▶ [Trecho fornecido]

Situação considerada conflitante

As informações sobre a situação legal dos bingos no Brasil são conflitantes. Enquanto o Ministério Público considera contravenção penal, os empresários do ramo e apostadores dizem que a atividade é permitida. Tanto que hoje é maior o número de pessoas que não vêem problema em se expor e defender abertamente o jogo. Mas falta uma lei que o regulamente.   

Nos anos 90, houve a tentativa de regulamentar a atividade, com a Lei Zico e, posteriormente, com a Lei Pelé, mas essas leis terminaram por ser revogadas, segundo o procurador da república Paulo Sérgio Rocha, que tem trabalhado para proibir o jogo no Rio Grande do Norte.

O dono da Vip Point Bingo, Carlos Eduardo Andrade, não acredita na suspensão da atividade. Ele diz que a tendência é a regularização. O empresário defende a realização do plebiscito em 2008 e cita uma pesquisa onde 75% da população aprova o funcionamento dos bingos. Ele explicou que o investimento para abrir uma nova casa de bingo se justifica pelo fluxo de turistas. “O turista busca diversão e com a casa de bingo nós oferecemos mais uma opção”, disse, acrescentando: “Aqui as pessoas gastam muito menos do que pagam numa diversão de boate. Com R$ 1 compram uma cartela e podem ganhar até R$ 30 mil”.

Para justificar que não se trata de um “jogo de azar”, Carlos Eduardo destaca que as máquinas eletrônicas são programadas para ficar com apenas 7% do que arrecadam, o restante é prêmio para os jogadores. Desse percentual que é retido na máquina, 2% ainda ficam como acumulado para o grande prêmio e os outros 5% são rateados entre a direção do bingo e do dono das máquinas.

MP investiga três bingos em Natal

Em Natal, o Ministério Público está no encalço dos bingos. O órgão move ação contra três e investiga outros. E ainda há o caso daqueles que funcionam por meio de liminar, mantendo-se intocáveis. Por enquanto.

A ação contra os três bingos tramita na Justiça Federal. A primeira decisão saiu, e a favor do MP, mas o desfecho ainda está distante. O juiz titular da 1ª Vara Federal, Magnus Delgado, atendeu ao pedido do procurador federal Yordan Moreira Delgado e decidiu pela suspensão das atividades das casas de jogos. No entanto, determinou que isso só ocorra após todo julgamento do mérito.

No despacho, o magistrado determinou que os bingos fossem paralisadas e as máquinas eletrônicas destruídas. Ele chegou a estabelecer que fossem retiradas até as fachadas das casas e até mesmo propagandas relacionadas ao negócio. Em caso de descumprimento a multa é de R$ 100 mil.

▶ [Requisitos das tarefas]
1. Segundo o trecho fornecido, as máquinas eletrônicas dos bingos são programadas para ficar com que percentual do que arrecadam?
2. De acordo com o trecho fornecido, por que o dono da Vip Point Bingo considera justificado o investimento para abrir uma nova casa de bingo? Responda em uma a três frases.
3. Reproduza uma parte do trecho fornecido, começando nas palavras "Em Natal, o" e parando após "intocáveis. Por enquanto.".

▶ [Lista de dados]
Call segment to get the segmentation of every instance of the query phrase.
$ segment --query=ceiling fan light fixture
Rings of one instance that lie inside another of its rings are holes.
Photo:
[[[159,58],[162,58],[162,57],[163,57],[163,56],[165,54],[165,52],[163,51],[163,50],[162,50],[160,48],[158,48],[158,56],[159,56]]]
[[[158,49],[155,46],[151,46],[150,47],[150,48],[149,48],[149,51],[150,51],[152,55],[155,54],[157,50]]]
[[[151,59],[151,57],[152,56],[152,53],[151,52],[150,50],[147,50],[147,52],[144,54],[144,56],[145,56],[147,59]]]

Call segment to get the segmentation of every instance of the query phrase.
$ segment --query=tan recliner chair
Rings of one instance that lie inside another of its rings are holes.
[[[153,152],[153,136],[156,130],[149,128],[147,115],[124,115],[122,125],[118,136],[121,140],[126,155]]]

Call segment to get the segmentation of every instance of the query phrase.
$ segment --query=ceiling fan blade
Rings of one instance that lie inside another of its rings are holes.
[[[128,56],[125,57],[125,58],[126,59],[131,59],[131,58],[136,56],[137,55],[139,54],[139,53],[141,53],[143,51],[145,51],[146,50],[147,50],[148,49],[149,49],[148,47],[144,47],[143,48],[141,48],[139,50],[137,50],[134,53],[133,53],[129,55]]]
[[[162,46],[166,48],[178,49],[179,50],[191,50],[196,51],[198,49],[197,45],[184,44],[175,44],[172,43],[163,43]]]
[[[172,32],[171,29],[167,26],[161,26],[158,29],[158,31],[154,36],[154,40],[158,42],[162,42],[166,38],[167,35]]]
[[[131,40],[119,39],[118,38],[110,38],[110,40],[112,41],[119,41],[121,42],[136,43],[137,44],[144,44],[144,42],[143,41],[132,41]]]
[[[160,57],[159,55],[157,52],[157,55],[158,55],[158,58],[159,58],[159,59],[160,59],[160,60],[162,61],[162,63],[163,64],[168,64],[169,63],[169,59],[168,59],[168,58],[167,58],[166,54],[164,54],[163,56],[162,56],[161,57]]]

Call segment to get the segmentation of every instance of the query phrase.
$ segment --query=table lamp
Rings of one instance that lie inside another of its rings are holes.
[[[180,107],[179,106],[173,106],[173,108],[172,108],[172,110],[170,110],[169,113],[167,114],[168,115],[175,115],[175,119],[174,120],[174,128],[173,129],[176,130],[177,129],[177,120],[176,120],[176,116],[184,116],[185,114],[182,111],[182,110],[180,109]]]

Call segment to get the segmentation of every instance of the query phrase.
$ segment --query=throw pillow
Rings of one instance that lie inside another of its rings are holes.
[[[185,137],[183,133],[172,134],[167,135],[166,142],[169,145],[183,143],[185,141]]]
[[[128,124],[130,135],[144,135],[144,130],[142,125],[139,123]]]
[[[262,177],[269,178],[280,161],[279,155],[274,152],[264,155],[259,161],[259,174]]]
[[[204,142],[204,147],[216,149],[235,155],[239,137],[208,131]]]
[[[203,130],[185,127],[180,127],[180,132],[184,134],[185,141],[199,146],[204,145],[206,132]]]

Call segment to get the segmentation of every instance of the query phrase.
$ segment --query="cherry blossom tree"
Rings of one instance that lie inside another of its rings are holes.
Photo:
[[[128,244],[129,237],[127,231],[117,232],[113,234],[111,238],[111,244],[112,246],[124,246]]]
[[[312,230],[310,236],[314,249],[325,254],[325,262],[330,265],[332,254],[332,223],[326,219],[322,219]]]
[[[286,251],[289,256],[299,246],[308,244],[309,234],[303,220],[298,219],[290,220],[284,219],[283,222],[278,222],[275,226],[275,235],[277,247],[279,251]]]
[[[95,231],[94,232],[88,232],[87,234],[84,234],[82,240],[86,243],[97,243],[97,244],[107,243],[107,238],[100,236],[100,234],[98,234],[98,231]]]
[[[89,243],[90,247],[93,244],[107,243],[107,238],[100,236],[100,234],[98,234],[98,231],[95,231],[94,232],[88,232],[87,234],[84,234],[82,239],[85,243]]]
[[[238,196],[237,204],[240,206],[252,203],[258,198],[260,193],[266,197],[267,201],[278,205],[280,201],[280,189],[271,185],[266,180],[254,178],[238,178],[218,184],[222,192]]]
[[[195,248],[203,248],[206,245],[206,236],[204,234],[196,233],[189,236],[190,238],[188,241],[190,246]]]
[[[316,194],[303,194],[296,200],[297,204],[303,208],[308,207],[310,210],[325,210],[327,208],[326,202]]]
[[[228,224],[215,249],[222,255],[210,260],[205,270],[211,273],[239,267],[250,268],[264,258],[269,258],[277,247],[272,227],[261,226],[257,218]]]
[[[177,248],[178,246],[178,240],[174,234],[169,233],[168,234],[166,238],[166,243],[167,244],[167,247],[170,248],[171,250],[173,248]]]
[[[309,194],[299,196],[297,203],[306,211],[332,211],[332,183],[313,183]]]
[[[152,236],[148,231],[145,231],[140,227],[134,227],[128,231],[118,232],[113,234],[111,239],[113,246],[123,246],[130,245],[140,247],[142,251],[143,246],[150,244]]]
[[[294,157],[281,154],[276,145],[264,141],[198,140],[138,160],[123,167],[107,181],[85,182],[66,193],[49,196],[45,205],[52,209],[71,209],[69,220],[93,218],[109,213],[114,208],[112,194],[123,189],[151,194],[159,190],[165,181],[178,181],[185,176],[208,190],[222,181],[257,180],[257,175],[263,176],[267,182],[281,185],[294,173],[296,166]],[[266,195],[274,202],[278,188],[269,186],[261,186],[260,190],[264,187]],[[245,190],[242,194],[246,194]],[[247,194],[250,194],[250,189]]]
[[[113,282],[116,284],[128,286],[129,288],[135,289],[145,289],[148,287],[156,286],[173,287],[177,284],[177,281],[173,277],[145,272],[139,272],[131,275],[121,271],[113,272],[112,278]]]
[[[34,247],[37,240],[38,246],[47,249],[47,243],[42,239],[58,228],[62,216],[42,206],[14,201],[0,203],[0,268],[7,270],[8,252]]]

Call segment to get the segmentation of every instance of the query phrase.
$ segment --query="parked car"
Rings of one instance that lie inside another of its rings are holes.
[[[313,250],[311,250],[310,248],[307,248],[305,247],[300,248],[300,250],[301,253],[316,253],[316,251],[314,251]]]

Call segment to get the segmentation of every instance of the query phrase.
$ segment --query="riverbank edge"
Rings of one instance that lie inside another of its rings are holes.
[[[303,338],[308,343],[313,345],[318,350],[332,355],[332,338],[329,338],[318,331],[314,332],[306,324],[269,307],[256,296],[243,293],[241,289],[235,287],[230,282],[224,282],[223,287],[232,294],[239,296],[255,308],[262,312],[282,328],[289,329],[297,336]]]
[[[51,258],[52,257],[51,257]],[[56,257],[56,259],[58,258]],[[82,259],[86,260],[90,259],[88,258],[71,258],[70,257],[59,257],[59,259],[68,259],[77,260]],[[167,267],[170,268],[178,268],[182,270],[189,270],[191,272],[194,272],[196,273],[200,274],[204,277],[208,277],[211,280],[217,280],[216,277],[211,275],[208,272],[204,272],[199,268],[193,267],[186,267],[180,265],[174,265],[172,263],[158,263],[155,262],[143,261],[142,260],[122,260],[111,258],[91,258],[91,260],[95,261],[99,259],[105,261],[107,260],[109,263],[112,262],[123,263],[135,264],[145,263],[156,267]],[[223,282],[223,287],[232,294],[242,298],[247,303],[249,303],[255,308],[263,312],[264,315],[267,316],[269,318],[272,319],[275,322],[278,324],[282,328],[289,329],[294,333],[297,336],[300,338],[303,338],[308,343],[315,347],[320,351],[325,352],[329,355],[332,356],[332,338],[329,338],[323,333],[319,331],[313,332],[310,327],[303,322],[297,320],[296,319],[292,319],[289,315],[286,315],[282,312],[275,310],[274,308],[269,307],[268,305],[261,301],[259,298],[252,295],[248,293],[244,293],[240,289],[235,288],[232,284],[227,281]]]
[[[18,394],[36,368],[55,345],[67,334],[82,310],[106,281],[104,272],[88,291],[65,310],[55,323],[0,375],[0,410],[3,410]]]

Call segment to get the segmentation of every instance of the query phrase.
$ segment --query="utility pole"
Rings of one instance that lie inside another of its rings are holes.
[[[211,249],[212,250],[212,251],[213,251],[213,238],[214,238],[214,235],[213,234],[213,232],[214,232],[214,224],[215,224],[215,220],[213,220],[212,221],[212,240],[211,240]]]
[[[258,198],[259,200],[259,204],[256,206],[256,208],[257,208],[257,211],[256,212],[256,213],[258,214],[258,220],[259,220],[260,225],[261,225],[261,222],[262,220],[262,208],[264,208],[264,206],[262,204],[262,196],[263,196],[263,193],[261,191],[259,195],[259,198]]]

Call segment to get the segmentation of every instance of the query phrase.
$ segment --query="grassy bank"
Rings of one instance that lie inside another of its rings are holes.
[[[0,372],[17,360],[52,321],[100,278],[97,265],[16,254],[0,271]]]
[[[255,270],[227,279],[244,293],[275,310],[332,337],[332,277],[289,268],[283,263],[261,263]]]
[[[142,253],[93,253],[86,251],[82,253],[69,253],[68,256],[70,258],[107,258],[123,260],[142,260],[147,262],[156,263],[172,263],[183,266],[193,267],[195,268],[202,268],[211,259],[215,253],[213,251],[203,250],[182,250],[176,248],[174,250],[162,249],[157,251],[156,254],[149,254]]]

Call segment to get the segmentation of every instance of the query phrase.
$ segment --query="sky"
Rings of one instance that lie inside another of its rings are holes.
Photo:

▶ [Resultados por tarefa]
1. Com apenas 7% do que arrecadam.

2. Ele diz que o investimento se justifica pelo fluxo de turistas. Segundo ele, o turista busca diversão, e a casa de bingo oferece mais uma opção.

3.
Em Natal, o Ministério Público está no encalço dos bingos. O órgão move ação contra três e investiga outros. E ainda há o caso daqueles que funcionam por meio de liminar, mantendo-se intocáveis. Por enquanto.